### Texte affiché
· · · · · · ·

Turquie - Temel : un livre peut être déclaré coupable

“La liberté d’expression doit être fondamentale”

Temel Demirer, 58 ans, est un économiste et écrivain turc. Il vit actuellement à Ankara.

Croyez-vous que le droit à la liberté d’expression est essentiel pour l’accès à d’autres droits fondamentaux ?
La liberté de critique (et d’expression) est la mère de toutes les autres libertés, c’est leur "alphabet", et je pense que ce n’est pas un instrument, mais un droit fondamental. Parce que sans elle, toutes les autres libertés se révèleraient virtuelle et nulles.

Dans la majorité des pays, la liberté d’expression est limitée. Quelles sont ces limites ? Sont-elles, à votre avis essentielles ?
Aucune limitation ne doit être imposée à la liberté de la critique (et d’expression), à l’exception, bien sûr, des expressions de racisme, de génocide, la discrimination et d’autres crimes de haine et de crimes contre l’humanité. En bref, la liberté est plus nécessaire pour les pensées non-conventionnelles que celles qui sont facilement acceptées par la majorité.

Selon vous, comment se porte la liberté d’expression dans votre pays ?

Le président de l’Association des Journalistes de Turquie, Orhan Erinc a récemment souligné que les médias turcs passent par des difficultés sans précédent. Il a déclaré que « durant cette période où nos activités sont fustigées, le fait que les écrits non encore terminés, non encore publiés soient jugés, interdits et effacés à partir d’ordinateurs, est révélateur de la situation dangereuse de la liberté d’expression dans ce pays (…) ». L’Armée de l’Imam est extrêmement grave, surtout dans un prétendu « État démocratique fondé sur le droit. "
La Turquie est considérée comme un « pays libre en partie ».
Pourtant, le rapport d’observation des médias de la section « Média Observation du Réseau indépendant de communication » révèle que 103 personnes, dont 62 journalistes, ont été traduits en justice pour des accusations liées à la liberté de pensée et d’expression.

· · · · · · ·

### Données
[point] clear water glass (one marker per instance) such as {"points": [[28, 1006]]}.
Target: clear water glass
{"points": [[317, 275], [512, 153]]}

· · · · · · ·

### À faire
Indiquez, s'il vous plaît, d'après le texte affiché, combien de journalistes figurent parmi les personnes traduites en justice selon le rapport d'observation des médias. Les lignes ne sont pas utiles ici.

### Corrigé
62 journalistes.